• [WRITTEN INSTRUCTION]: Give the lines again exactly, from the one holding "Reviewer note: check that every instance of the pectoral" to the last line of the listing below, both ends included and nothing added.

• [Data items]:
_ _ _
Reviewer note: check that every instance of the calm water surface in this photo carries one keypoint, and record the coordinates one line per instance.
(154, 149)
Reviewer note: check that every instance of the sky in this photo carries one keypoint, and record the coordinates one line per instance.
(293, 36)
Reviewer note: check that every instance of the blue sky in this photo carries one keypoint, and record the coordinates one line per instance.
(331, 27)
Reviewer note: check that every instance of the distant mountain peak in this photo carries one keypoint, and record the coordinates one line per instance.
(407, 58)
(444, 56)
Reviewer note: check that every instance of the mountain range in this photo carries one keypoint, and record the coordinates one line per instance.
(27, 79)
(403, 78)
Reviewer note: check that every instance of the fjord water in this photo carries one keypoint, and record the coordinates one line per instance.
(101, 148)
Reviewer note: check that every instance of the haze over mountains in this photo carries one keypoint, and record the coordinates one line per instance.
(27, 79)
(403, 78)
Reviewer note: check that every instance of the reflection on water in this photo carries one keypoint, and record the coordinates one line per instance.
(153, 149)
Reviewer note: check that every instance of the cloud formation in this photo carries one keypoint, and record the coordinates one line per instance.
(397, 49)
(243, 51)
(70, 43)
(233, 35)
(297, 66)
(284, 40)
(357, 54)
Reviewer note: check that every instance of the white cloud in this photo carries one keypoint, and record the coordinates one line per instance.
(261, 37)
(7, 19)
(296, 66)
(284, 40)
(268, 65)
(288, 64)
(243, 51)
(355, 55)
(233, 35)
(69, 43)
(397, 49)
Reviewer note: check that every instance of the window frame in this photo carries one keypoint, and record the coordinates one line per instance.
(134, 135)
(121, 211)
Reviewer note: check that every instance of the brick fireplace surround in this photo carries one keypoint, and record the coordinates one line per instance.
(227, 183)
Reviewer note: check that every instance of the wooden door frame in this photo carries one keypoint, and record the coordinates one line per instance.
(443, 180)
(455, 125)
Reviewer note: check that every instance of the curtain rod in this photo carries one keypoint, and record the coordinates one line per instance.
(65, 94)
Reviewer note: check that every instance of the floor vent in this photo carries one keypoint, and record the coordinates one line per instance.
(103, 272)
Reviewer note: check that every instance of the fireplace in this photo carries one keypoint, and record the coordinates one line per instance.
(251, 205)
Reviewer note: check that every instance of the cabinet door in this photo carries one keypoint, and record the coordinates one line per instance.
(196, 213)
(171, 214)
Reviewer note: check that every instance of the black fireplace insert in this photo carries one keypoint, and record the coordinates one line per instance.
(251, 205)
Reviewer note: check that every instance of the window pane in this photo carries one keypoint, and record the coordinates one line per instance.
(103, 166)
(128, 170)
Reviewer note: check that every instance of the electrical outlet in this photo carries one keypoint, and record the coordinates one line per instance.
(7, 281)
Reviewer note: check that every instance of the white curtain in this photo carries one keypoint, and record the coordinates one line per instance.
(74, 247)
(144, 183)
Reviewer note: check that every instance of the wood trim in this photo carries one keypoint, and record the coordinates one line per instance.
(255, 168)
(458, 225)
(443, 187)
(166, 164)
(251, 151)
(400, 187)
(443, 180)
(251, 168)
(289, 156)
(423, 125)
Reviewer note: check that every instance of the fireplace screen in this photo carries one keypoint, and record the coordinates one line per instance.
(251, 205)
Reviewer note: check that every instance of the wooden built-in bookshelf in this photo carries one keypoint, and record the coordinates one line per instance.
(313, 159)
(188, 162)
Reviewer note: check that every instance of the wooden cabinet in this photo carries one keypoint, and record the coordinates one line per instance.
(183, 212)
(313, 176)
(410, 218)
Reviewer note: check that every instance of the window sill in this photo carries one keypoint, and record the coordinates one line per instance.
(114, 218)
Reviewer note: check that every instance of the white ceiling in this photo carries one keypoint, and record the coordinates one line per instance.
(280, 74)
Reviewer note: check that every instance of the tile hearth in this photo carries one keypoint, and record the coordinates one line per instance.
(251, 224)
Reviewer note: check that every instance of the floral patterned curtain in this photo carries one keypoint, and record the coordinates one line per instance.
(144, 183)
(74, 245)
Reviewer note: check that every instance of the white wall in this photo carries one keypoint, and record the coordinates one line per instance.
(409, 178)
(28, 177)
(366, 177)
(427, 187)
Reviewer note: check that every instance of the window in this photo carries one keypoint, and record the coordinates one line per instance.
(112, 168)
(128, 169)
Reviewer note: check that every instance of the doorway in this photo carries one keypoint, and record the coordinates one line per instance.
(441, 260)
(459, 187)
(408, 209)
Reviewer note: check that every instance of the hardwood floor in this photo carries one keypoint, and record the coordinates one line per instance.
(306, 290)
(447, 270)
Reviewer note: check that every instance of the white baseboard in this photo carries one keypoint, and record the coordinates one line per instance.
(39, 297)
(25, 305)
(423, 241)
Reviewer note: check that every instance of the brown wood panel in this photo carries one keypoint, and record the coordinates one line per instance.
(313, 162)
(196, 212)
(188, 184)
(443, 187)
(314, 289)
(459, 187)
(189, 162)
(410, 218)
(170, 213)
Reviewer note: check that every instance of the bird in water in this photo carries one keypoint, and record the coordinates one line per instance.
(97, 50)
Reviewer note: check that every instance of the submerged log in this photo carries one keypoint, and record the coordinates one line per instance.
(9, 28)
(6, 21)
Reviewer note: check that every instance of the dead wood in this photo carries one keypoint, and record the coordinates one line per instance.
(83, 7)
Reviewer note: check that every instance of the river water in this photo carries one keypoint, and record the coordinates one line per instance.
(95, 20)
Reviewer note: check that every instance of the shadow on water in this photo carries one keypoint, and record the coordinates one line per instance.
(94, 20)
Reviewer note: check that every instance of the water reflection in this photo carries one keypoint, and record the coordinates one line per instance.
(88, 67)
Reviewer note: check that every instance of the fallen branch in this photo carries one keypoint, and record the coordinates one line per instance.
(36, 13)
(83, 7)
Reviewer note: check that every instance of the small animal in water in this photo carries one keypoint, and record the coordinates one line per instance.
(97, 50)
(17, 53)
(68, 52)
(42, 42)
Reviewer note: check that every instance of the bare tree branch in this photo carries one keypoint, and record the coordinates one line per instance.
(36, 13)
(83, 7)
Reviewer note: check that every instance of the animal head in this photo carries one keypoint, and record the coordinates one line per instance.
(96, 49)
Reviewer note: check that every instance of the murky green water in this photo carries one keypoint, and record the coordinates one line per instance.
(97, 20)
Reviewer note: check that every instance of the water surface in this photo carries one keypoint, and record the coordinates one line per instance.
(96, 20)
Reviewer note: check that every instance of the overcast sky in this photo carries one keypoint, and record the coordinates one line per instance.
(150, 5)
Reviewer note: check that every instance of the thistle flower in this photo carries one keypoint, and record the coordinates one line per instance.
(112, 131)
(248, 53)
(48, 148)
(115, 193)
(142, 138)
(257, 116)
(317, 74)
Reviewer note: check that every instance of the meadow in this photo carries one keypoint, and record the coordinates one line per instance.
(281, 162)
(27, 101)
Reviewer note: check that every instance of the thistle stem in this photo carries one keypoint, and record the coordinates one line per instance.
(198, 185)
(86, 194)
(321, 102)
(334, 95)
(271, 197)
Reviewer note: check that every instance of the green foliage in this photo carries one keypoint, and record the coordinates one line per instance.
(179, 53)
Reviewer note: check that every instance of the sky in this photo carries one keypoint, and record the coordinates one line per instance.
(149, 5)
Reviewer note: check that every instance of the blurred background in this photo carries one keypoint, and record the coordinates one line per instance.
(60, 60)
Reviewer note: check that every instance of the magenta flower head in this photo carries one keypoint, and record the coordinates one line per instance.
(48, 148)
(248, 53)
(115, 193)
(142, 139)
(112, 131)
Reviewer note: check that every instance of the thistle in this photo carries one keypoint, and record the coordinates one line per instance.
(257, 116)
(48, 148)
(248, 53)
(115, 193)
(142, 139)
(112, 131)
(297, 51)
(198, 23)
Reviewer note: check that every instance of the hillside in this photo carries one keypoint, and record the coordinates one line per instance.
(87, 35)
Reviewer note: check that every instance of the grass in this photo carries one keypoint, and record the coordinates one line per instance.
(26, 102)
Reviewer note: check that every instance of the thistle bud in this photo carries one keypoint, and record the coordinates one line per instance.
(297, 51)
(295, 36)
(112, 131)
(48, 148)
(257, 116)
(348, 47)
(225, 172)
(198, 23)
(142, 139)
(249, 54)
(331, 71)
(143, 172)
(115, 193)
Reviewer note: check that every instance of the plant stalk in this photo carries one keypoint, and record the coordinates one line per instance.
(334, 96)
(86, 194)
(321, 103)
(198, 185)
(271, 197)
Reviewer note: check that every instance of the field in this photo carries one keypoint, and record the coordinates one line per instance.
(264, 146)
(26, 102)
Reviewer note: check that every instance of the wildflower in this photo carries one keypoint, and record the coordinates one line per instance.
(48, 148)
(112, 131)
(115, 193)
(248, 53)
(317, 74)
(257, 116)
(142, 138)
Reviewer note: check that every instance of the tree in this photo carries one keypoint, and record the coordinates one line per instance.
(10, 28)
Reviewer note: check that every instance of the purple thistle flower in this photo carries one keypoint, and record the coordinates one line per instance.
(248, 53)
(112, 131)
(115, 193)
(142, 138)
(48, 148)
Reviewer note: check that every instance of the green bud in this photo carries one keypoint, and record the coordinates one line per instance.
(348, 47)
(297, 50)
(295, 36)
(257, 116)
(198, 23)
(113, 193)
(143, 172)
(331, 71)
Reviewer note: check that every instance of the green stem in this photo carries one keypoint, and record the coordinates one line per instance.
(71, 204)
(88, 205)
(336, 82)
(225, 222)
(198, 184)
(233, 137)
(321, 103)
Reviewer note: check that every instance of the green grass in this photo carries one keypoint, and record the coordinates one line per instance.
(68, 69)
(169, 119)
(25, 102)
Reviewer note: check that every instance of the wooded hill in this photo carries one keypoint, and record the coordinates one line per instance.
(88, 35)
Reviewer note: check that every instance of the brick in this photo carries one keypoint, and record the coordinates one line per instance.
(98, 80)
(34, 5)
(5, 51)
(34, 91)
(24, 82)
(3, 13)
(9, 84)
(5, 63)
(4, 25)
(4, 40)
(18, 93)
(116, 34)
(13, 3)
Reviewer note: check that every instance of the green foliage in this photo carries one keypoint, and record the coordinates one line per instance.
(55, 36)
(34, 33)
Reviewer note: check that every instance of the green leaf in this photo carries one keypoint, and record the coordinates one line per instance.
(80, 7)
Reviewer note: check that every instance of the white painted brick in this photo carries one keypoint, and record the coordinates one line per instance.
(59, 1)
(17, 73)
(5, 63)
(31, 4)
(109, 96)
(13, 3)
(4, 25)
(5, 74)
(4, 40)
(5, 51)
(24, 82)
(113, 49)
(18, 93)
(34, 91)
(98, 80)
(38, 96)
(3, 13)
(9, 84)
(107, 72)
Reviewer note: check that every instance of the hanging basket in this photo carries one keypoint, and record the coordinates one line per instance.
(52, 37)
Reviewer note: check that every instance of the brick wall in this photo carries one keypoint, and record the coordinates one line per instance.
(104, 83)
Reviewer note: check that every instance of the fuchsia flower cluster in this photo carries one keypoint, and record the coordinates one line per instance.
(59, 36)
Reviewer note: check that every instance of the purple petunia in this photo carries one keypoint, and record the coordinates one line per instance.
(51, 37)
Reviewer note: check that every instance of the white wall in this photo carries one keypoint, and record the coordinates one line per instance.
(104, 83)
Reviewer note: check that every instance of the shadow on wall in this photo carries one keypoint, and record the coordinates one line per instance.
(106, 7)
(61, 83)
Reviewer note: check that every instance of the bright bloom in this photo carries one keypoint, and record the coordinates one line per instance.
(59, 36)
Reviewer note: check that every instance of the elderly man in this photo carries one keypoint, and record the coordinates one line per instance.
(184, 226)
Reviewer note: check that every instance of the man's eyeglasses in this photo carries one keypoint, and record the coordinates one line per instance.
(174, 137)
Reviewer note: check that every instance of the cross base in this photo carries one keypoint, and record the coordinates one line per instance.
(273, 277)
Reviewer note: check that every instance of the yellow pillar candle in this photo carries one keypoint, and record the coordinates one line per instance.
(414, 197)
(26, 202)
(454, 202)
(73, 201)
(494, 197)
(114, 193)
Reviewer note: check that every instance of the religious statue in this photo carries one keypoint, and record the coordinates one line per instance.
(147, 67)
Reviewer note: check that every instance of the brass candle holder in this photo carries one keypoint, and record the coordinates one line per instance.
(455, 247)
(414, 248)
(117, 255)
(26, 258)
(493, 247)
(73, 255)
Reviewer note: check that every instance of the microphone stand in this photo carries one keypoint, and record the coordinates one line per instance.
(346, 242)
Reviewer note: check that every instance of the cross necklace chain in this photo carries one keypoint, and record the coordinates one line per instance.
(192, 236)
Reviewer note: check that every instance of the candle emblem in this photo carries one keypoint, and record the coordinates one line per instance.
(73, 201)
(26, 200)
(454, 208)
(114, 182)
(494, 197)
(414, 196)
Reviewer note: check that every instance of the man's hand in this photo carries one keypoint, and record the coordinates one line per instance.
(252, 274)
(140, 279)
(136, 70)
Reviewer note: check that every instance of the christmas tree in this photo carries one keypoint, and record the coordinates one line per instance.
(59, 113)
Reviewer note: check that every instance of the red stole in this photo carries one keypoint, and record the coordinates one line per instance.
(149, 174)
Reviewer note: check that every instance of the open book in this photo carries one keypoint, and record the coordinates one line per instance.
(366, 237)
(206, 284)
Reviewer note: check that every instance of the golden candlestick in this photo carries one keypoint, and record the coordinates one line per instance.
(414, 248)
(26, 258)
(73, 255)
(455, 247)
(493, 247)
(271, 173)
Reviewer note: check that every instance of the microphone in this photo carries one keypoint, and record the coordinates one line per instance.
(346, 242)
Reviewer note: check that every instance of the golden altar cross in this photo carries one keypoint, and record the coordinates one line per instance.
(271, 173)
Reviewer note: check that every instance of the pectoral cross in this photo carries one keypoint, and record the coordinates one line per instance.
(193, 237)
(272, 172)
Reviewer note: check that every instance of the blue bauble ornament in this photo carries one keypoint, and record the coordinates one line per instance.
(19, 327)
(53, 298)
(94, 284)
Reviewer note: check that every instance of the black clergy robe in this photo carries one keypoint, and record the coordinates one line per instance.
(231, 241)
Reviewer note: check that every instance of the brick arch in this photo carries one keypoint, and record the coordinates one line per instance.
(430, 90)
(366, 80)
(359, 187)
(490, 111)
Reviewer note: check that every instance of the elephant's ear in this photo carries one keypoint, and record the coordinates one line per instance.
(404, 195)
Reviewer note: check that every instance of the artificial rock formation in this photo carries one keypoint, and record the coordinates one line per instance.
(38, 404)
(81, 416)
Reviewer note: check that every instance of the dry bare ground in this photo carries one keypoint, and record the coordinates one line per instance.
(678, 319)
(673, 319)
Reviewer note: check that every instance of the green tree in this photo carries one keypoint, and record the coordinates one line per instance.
_ _ _
• [TASK RESPONSE]:
Reviewer note: check that every instance of the pectoral cross in this photo carries one keypoint, and record the coordinates one line per instance.
(193, 237)
(272, 172)
Reviewer note: check that every instance of the blue bauble ornament in this photo carries one keypoint, and record the coordinates one line per instance.
(19, 327)
(53, 298)
(94, 284)
Reviewer note: check that every instance of the black clergy robe in this photo carries one keypoint, and record the coordinates one line per instance.
(231, 241)
Reviewer note: check that every instance of the brick arch in this photo carries one keypoint, and record the coordinates one line per instance.
(430, 90)
(366, 80)
(359, 187)
(490, 111)
Reviewer note: check that every instance of the elephant's ear in this photo carries one keypoint, and record the coordinates one line per instance.
(404, 195)
Reviewer note: check that every instance of the artificial rock formation in this photo carries one keypoint, and record the coordinates one line per instance.
(38, 404)
(81, 416)
Reviewer note: check that every instance of the dry bare ground in this photo carries one keypoint, and record the coordinates one line per instance.
(678, 319)
(673, 319)
Reviewer note: check that every instance of the green tree in this photo carries one keypoint, and record the coordinates one line per instance.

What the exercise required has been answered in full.